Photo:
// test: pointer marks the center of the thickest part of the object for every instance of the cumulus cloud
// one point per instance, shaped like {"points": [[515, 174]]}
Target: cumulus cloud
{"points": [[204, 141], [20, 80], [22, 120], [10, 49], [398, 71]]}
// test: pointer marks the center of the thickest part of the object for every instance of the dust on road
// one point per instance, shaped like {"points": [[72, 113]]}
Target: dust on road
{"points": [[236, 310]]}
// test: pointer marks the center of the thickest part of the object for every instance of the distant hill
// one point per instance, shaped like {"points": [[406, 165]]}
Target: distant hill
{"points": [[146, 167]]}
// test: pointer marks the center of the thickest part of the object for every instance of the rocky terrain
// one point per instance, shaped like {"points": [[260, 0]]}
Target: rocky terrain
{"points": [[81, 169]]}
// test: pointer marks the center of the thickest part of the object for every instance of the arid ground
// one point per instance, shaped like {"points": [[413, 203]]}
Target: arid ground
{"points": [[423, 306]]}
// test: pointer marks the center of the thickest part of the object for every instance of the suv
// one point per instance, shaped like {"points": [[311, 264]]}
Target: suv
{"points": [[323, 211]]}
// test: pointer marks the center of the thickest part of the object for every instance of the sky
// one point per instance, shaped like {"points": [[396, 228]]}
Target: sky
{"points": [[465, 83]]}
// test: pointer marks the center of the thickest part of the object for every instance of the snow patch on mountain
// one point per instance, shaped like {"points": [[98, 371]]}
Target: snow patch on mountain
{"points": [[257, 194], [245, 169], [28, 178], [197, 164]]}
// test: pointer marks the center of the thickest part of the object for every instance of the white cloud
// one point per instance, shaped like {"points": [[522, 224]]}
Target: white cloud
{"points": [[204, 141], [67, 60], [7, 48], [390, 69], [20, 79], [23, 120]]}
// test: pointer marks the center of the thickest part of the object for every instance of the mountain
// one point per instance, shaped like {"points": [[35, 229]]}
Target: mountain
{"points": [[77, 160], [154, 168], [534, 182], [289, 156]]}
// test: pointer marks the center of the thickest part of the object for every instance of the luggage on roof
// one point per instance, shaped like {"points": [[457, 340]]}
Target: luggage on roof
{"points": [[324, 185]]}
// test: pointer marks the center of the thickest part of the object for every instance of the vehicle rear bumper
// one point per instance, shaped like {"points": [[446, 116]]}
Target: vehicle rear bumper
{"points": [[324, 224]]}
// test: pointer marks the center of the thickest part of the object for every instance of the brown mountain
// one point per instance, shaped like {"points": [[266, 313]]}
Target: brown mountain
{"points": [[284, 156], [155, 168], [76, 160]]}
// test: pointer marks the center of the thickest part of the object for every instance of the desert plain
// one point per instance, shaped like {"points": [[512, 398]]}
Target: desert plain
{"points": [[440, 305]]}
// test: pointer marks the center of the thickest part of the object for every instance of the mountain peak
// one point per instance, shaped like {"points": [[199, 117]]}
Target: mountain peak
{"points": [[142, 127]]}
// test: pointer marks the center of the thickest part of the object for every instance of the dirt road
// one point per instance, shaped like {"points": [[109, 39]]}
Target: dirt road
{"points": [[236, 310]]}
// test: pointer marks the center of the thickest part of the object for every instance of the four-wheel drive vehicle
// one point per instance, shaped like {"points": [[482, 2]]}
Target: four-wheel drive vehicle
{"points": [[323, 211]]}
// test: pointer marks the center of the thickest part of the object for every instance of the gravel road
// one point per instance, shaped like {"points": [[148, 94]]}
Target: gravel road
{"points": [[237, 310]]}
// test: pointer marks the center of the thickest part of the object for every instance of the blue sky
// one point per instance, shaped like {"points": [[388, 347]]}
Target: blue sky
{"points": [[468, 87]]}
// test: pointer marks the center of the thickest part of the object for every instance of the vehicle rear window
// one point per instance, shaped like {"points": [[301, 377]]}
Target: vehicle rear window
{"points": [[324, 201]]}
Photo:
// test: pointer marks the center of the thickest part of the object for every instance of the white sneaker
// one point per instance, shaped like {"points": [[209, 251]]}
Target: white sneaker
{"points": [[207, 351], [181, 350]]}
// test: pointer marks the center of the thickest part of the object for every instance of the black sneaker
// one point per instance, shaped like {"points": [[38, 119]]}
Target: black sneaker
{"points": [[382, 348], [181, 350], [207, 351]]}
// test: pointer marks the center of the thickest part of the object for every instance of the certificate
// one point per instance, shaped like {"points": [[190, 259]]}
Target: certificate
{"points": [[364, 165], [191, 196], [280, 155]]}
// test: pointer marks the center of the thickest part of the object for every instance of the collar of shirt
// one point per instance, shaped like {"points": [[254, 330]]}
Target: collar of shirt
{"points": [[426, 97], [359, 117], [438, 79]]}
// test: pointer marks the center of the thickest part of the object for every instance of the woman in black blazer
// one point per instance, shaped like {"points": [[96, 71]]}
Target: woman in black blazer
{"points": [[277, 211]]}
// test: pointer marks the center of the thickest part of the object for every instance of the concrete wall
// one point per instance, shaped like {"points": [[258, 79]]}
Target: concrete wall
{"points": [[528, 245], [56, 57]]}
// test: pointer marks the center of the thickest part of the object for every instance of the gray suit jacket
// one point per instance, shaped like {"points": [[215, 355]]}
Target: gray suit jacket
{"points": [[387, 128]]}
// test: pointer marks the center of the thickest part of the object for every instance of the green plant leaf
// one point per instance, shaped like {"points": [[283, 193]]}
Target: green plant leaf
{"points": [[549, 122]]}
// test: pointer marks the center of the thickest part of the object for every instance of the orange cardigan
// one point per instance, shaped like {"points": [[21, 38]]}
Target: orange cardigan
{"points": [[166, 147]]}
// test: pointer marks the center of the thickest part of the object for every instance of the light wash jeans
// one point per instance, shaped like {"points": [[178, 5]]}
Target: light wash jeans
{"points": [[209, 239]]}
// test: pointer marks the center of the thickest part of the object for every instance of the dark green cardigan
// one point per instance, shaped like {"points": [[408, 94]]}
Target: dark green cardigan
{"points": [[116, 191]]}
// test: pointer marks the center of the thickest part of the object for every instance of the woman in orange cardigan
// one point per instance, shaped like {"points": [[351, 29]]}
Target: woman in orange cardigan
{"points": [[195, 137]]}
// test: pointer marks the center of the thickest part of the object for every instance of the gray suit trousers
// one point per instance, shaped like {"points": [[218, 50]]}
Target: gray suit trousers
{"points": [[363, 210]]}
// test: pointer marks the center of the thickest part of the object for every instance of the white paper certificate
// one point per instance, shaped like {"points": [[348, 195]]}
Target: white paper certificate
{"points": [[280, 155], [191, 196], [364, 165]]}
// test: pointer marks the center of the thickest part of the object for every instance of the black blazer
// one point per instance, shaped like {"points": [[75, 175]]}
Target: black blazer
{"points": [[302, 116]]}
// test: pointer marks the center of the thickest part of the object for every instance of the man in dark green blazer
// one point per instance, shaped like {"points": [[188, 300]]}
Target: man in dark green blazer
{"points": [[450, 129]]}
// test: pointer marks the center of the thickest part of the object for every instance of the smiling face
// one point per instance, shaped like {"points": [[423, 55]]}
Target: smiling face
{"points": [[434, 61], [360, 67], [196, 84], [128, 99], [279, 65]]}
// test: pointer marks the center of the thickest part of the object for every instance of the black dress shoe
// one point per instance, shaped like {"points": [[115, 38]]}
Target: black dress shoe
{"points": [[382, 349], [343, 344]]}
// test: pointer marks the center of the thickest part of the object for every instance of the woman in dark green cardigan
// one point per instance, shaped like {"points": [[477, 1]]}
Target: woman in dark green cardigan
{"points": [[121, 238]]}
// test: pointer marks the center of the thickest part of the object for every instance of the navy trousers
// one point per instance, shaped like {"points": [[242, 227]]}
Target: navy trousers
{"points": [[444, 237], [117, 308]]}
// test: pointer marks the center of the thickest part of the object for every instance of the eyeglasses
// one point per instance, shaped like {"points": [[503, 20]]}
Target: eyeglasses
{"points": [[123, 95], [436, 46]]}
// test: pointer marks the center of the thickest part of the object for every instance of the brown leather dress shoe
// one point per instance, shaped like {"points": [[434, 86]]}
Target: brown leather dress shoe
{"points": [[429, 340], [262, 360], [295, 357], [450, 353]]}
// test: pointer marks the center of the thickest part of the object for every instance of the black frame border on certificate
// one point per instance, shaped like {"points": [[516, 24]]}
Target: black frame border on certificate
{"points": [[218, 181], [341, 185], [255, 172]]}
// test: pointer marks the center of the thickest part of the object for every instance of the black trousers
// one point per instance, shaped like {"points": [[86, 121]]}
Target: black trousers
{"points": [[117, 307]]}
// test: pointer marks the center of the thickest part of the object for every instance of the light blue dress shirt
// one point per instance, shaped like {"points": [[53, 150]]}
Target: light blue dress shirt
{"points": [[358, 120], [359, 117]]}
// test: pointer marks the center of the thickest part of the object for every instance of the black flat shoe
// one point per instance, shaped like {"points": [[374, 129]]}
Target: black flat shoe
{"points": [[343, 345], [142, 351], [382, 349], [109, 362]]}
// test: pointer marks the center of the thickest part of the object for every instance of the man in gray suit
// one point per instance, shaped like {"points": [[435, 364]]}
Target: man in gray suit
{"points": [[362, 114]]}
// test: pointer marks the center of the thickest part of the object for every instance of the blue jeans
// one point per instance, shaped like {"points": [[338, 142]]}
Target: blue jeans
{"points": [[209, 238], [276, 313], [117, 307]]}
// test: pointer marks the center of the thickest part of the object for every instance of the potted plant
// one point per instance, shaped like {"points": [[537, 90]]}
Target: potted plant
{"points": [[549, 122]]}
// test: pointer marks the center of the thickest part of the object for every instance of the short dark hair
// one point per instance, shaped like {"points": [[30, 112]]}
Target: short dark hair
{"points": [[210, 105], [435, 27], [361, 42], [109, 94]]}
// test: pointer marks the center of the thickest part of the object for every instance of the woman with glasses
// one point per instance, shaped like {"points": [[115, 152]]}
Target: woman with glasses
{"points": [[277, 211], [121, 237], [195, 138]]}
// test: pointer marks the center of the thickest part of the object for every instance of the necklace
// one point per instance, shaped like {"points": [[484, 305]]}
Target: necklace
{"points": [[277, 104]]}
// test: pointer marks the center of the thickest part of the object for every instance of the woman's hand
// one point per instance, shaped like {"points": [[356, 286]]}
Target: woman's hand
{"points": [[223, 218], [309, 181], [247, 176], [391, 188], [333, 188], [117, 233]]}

### Required action
Reproduce exactly the entries above, limited to the lines from the one with "the woman in dark green cardigan" through the one with "the navy trousers", both included.

### Solution to the problem
// test: pointer marks the center of the thickest part of the object for every instance of the woman in dark green cardigan
// one point per instance, shaped like {"points": [[477, 1]]}
Target: woman in dark green cardigan
{"points": [[121, 238]]}
// test: pointer marks the center of the thickest part of the object for every instance of the navy trousers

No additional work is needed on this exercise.